## ENTRIES PROVIDED
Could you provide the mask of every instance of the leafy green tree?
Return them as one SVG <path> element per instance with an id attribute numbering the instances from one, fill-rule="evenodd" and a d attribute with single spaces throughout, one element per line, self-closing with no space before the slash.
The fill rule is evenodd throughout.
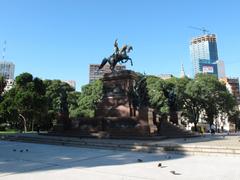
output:
<path id="1" fill-rule="evenodd" d="M 7 83 L 6 83 L 5 79 L 4 79 L 4 77 L 0 75 L 0 102 L 2 100 L 2 93 L 4 91 L 4 88 L 5 88 L 6 84 Z"/>
<path id="2" fill-rule="evenodd" d="M 53 124 L 63 125 L 64 129 L 70 128 L 68 96 L 74 89 L 60 80 L 45 80 L 44 84 L 48 101 L 48 116 L 45 123 L 49 128 Z"/>
<path id="3" fill-rule="evenodd" d="M 74 118 L 94 117 L 97 104 L 102 96 L 103 84 L 101 80 L 83 86 L 82 92 L 78 94 L 77 106 L 71 110 Z"/>
<path id="4" fill-rule="evenodd" d="M 16 77 L 15 86 L 4 94 L 0 114 L 15 127 L 19 128 L 22 124 L 24 131 L 34 130 L 45 107 L 45 86 L 42 80 L 33 79 L 29 73 L 22 73 Z"/>

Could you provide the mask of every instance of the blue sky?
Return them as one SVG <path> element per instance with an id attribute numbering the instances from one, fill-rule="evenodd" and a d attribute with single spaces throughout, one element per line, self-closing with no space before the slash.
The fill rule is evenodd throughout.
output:
<path id="1" fill-rule="evenodd" d="M 226 73 L 239 77 L 238 0 L 0 0 L 0 42 L 15 75 L 88 83 L 91 63 L 119 45 L 130 44 L 134 66 L 146 74 L 192 75 L 189 41 L 205 27 L 217 35 Z M 2 49 L 2 48 L 1 48 Z M 1 52 L 2 50 L 0 50 Z"/>

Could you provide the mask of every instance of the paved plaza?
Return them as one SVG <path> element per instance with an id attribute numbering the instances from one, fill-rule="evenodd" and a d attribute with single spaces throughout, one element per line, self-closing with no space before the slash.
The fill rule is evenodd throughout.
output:
<path id="1" fill-rule="evenodd" d="M 240 156 L 141 153 L 0 141 L 0 180 L 239 180 L 239 167 Z"/>

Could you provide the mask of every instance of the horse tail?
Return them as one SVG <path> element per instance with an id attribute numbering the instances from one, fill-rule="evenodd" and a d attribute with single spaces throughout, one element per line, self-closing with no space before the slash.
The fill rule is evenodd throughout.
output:
<path id="1" fill-rule="evenodd" d="M 108 59 L 107 59 L 107 58 L 104 58 L 104 59 L 102 60 L 101 65 L 99 66 L 98 70 L 99 70 L 99 69 L 102 69 L 103 66 L 104 66 L 107 62 L 108 62 Z"/>

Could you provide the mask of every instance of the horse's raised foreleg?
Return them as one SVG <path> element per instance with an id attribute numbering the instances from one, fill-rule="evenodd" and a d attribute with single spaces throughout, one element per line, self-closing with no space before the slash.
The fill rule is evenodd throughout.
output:
<path id="1" fill-rule="evenodd" d="M 107 58 L 104 58 L 104 59 L 102 60 L 102 63 L 101 63 L 101 65 L 99 66 L 98 69 L 102 69 L 103 66 L 104 66 L 107 62 L 108 62 L 108 59 L 107 59 Z"/>

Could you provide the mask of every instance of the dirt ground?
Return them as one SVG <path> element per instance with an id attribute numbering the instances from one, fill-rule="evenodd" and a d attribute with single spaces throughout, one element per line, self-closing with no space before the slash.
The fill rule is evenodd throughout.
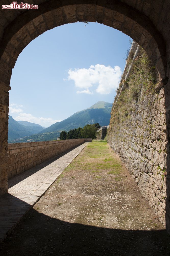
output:
<path id="1" fill-rule="evenodd" d="M 170 255 L 170 237 L 106 143 L 89 143 L 11 234 L 0 255 Z"/>

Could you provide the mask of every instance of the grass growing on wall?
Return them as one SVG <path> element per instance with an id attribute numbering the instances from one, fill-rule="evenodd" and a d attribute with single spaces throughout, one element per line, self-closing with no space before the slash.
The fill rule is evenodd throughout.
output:
<path id="1" fill-rule="evenodd" d="M 131 58 L 127 61 L 131 62 Z M 140 53 L 135 60 L 128 79 L 125 81 L 122 77 L 117 94 L 120 91 L 123 84 L 123 89 L 119 96 L 114 110 L 111 112 L 110 129 L 117 124 L 123 122 L 130 118 L 135 112 L 138 101 L 142 91 L 143 97 L 155 93 L 157 85 L 155 67 L 153 66 L 146 52 L 140 47 Z"/>

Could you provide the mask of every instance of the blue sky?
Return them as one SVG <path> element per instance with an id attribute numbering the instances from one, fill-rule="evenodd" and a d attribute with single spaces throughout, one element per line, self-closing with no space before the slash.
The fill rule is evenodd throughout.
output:
<path id="1" fill-rule="evenodd" d="M 44 33 L 23 50 L 12 70 L 9 114 L 47 127 L 99 101 L 113 102 L 129 38 L 97 23 Z"/>

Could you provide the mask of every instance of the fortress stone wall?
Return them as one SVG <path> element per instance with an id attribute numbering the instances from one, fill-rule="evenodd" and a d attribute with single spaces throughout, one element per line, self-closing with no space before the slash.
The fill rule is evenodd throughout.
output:
<path id="1" fill-rule="evenodd" d="M 40 164 L 91 139 L 9 144 L 8 179 Z"/>

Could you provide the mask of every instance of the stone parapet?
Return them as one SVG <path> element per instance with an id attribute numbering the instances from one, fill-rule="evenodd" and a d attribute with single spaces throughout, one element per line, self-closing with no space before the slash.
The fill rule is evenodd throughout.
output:
<path id="1" fill-rule="evenodd" d="M 84 142 L 91 142 L 91 139 L 76 139 L 9 144 L 8 179 Z"/>

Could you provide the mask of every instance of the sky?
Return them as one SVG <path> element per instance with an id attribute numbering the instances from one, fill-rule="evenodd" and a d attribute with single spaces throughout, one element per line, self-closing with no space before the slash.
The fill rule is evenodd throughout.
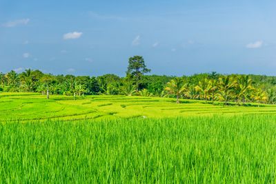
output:
<path id="1" fill-rule="evenodd" d="M 0 0 L 0 72 L 276 75 L 276 1 Z"/>

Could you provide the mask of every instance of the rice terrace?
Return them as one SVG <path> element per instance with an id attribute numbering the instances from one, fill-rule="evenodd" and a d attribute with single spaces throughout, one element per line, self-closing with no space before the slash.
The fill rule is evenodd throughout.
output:
<path id="1" fill-rule="evenodd" d="M 275 183 L 275 10 L 0 0 L 0 183 Z"/>

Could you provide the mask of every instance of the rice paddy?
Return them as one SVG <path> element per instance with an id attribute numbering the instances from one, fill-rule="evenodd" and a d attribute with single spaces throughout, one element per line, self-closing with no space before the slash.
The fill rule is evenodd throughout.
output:
<path id="1" fill-rule="evenodd" d="M 255 106 L 254 106 L 255 105 Z M 51 96 L 47 100 L 39 94 L 0 94 L 0 121 L 83 120 L 114 118 L 162 118 L 213 114 L 276 114 L 276 106 L 223 105 L 202 101 L 125 96 L 88 96 L 73 100 L 66 96 Z"/>
<path id="2" fill-rule="evenodd" d="M 0 94 L 0 182 L 273 183 L 276 106 Z"/>

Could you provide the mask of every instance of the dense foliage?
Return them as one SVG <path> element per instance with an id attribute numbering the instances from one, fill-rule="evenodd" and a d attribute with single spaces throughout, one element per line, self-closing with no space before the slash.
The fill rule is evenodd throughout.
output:
<path id="1" fill-rule="evenodd" d="M 18 74 L 12 70 L 0 74 L 0 91 L 37 92 L 46 94 L 141 95 L 179 99 L 229 101 L 276 103 L 276 76 L 223 75 L 216 72 L 175 77 L 144 75 L 150 72 L 143 57 L 130 58 L 126 77 L 53 75 L 30 69 Z"/>

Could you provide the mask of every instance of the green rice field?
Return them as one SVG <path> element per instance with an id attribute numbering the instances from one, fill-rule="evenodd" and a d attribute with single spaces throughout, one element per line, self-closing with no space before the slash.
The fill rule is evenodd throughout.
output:
<path id="1" fill-rule="evenodd" d="M 274 183 L 276 106 L 0 94 L 1 183 Z"/>
<path id="2" fill-rule="evenodd" d="M 214 114 L 272 114 L 276 105 L 224 106 L 202 101 L 126 96 L 51 96 L 39 94 L 0 94 L 0 121 L 87 120 L 114 118 L 162 118 Z"/>

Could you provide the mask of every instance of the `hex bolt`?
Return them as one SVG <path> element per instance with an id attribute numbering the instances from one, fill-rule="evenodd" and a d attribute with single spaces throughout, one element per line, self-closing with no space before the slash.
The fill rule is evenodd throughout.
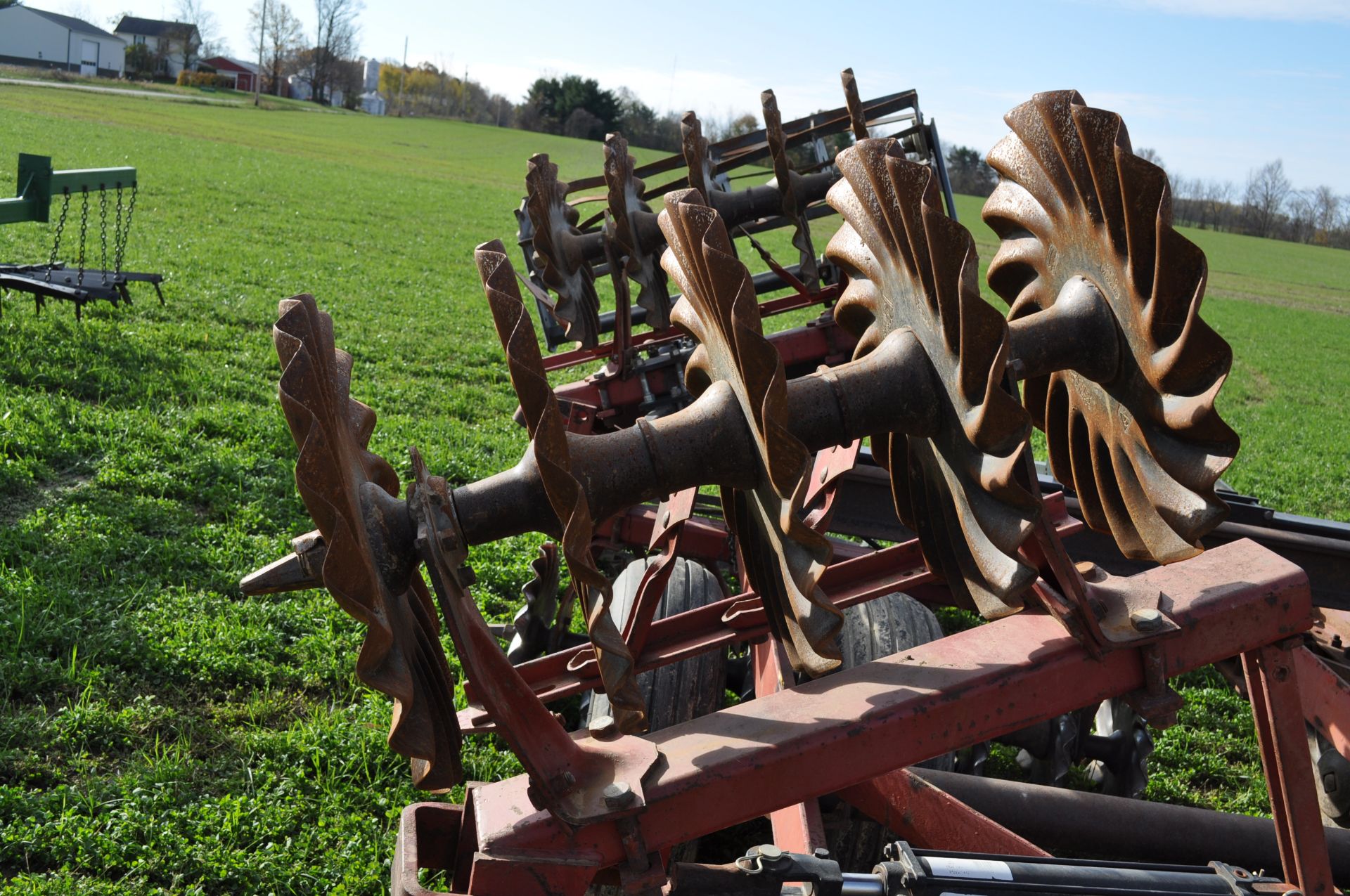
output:
<path id="1" fill-rule="evenodd" d="M 1079 571 L 1079 575 L 1087 582 L 1102 582 L 1106 579 L 1106 571 L 1091 560 L 1081 560 L 1073 564 L 1073 568 Z"/>
<path id="2" fill-rule="evenodd" d="M 628 785 L 628 781 L 614 781 L 613 784 L 605 785 L 605 806 L 609 808 L 624 808 L 625 806 L 632 806 L 633 799 L 637 796 L 633 793 L 633 788 Z"/>
<path id="3" fill-rule="evenodd" d="M 1130 613 L 1130 625 L 1135 632 L 1158 632 L 1166 625 L 1166 618 L 1154 607 L 1141 607 Z"/>
<path id="4" fill-rule="evenodd" d="M 614 734 L 617 734 L 618 731 L 617 726 L 614 725 L 613 715 L 602 715 L 599 718 L 591 719 L 590 725 L 587 725 L 586 727 L 590 731 L 591 737 L 601 741 L 606 741 L 614 737 Z"/>

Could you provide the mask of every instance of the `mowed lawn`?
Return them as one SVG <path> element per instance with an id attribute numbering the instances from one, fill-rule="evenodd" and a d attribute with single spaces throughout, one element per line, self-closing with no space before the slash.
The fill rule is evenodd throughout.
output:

## WRITTEN REQUEST
Return the records verbatim, starting at the line containing "Could you provide the mask of every instance of the horse's" and ending after the line containing "170 255 L 170". Omit the pictures.

## TASK OUTPUT
Could you provide the mask of every instance of the horse's raised foreleg?
Return them as one SVG <path> element per instance with an id attribute numbering the instances from one, fill-rule="evenodd" and a d attribute with single spaces throughout, one element per line, self-closing with no space before the slash.
The fill rule is evenodd throughout.
output:
<path id="1" fill-rule="evenodd" d="M 107 58 L 104 58 L 104 59 L 102 60 L 102 63 L 101 63 L 101 65 L 99 66 L 98 69 L 102 69 L 103 66 L 104 66 L 107 62 L 108 62 L 108 59 L 107 59 Z"/>

Could you provide the mask of every instance of the dirt ground?
Return them as one SVG <path> element per instance with an id attribute numbering the instances from one, fill-rule="evenodd" and a d attribute with single spaces throughout, one element per line, self-closing with no space before the slash.
The fill rule is evenodd throughout.
output:
<path id="1" fill-rule="evenodd" d="M 170 255 L 170 237 L 106 143 L 89 143 L 11 234 L 0 255 Z"/>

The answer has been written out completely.